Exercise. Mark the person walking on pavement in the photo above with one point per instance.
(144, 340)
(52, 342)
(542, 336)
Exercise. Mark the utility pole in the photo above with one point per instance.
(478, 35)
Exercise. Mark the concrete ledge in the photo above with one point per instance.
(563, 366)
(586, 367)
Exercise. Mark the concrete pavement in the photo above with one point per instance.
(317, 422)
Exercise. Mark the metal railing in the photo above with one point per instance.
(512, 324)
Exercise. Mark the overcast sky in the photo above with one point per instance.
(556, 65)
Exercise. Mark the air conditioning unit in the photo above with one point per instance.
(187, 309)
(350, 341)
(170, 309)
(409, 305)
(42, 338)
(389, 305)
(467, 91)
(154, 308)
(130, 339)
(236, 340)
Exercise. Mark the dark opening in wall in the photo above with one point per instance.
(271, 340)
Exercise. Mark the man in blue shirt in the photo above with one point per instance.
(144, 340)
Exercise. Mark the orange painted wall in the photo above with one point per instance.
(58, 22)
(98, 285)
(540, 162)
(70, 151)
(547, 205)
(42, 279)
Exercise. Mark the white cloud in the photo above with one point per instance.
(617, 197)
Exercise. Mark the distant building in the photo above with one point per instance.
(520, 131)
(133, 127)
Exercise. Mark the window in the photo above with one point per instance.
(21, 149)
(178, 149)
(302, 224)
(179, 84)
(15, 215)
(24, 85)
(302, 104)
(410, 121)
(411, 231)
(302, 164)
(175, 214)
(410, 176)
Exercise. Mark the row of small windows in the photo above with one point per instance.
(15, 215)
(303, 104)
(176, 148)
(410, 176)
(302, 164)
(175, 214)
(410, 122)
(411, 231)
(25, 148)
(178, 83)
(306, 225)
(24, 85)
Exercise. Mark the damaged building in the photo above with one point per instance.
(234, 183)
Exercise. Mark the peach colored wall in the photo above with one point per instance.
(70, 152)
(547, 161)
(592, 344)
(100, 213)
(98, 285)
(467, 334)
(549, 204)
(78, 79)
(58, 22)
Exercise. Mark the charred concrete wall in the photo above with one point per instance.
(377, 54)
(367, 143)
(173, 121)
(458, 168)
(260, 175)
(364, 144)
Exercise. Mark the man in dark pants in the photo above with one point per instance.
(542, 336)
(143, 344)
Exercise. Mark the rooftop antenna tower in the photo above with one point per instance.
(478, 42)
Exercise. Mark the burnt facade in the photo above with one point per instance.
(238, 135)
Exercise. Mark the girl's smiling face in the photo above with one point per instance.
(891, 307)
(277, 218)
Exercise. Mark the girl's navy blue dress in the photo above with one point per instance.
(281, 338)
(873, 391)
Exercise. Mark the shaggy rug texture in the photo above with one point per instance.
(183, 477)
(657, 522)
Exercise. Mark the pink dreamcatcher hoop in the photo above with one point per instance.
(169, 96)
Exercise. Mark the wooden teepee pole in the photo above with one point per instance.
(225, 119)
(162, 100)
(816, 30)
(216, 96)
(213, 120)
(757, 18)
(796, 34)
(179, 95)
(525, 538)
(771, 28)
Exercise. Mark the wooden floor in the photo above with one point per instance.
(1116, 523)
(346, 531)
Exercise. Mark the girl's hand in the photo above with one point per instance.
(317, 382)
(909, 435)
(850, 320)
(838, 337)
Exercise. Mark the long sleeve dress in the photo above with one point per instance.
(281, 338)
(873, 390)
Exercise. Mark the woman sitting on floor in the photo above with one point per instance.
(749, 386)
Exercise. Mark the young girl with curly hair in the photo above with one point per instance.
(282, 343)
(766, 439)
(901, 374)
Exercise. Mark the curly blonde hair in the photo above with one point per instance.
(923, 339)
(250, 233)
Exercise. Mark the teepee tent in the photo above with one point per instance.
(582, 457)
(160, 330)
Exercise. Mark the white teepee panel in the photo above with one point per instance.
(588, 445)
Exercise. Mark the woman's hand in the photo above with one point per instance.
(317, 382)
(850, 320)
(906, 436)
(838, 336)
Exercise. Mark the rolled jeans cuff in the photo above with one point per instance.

□ □ □ □ □ □ □

PROBLEM DETAILS:
In your response, reproduce the records exactly, every one.

ANSWER FOR THIS EXERCISE:
Exercise. Mark the person walking on pavement in the photo above with one point per instance.
(144, 340)
(52, 342)
(542, 336)
Exercise. Mark the utility pole in the photo above with one point per instance.
(478, 35)
Exercise. Mark the concrete ledge in the photo above with one point per instance.
(563, 366)
(586, 367)
Exercise. Mark the concrete pavement in the photo above with one point per instance.
(317, 422)
Exercise. Mark the metal railing in the photo above with one point per instance.
(512, 324)
Exercise. Mark the overcast sky in the photo above with one point per instance.
(556, 65)
Exercise. Mark the air conditioning unit in the photo above with one point per instance.
(187, 309)
(350, 341)
(170, 309)
(409, 305)
(42, 338)
(389, 305)
(467, 91)
(154, 308)
(130, 339)
(236, 340)
Exercise. Mark the dark opening in wall in the photo above with one point per instance.
(271, 340)
Exercise. Mark the man in blue shirt in the photo above with one point per instance.
(144, 340)
Exercise. Mark the orange painted wall in the photo above with one point per instance.
(58, 22)
(98, 285)
(540, 162)
(70, 151)
(547, 205)
(42, 279)
Exercise. Mark the white cloud in the photo above with one point per instance.
(617, 197)
Exercise. Mark the distant building in the photo above with one point per instance.
(520, 131)
(133, 127)
Exercise. Mark the window in the photo above with one point per instance.
(21, 149)
(178, 149)
(302, 224)
(179, 84)
(15, 215)
(24, 85)
(302, 104)
(410, 121)
(411, 231)
(302, 164)
(175, 214)
(410, 176)
Exercise. Mark the row of small windows in the photo above with one point per instance.
(15, 215)
(303, 104)
(176, 148)
(410, 176)
(302, 164)
(175, 214)
(410, 122)
(411, 231)
(25, 148)
(178, 83)
(306, 225)
(24, 85)
Exercise. Mark the damaged building in the photo above with one point per instance.
(234, 183)
Exercise. Mark the peach colored wall in the photo above with one point per instance.
(70, 152)
(547, 161)
(592, 344)
(100, 213)
(98, 285)
(467, 334)
(549, 204)
(78, 79)
(58, 22)
Exercise. Mark the charred concrete wall in the photo above with one point per instance.
(377, 54)
(367, 143)
(173, 121)
(458, 168)
(260, 175)
(364, 144)
Exercise. Mark the man in dark pants in the photo above with one point per instance.
(542, 336)
(143, 344)
Exercise. Mark the rooftop antenna tower in the photo above with one point per instance.
(478, 42)
Exercise. Mark the burnt facade in the photo above with one point per instance.
(238, 135)
Exercise. Mark the girl's smiling face in the photo above with one point per instance.
(891, 307)
(277, 218)
Exercise. Mark the girl's navy blue dress in the photo above with one point per instance.
(281, 338)
(873, 391)
Exercise. Mark the shaggy rug texture in the photo above with one point per instance.
(183, 477)
(657, 522)
Exercise. Mark the pink dreamcatcher hoop in the photo above with one point per instance.
(169, 96)
Exercise. Mark the wooden teepee pole in the photo above with one point per instance.
(225, 119)
(162, 100)
(816, 30)
(216, 96)
(213, 120)
(757, 18)
(796, 34)
(179, 95)
(525, 538)
(771, 28)
Exercise. Mark the wooden floor in the photo above with one point per instance.
(1116, 523)
(346, 531)
Exercise. Mark the girl's hand in the photo above with one point per instance.
(317, 382)
(909, 435)
(850, 320)
(838, 337)
Exercise. Mark the long sleeve dress in the photo above with one point per instance.
(281, 338)
(873, 390)
Exercise. Mark the woman sitting on floor in the photo above with one point per instance.
(749, 386)
Exercise. Mark the young girl with curly hair in the photo above with one point per instance.
(282, 343)
(766, 439)
(901, 374)
Exercise. Mark the curly blonde hair in the photo above with one point per instance.
(923, 339)
(250, 233)
Exercise. Mark the teepee tent in the photo above with one point per instance.
(582, 457)
(160, 330)
Exercise. Mark the white teepee panel in the photo above with one point per instance.
(588, 445)
Exercise. Mark the woman's hand in the photo above with one point per instance.
(317, 382)
(850, 320)
(906, 436)
(838, 336)
Exercise. Mark the rolled jeans cuff in the photo above with one point per instance.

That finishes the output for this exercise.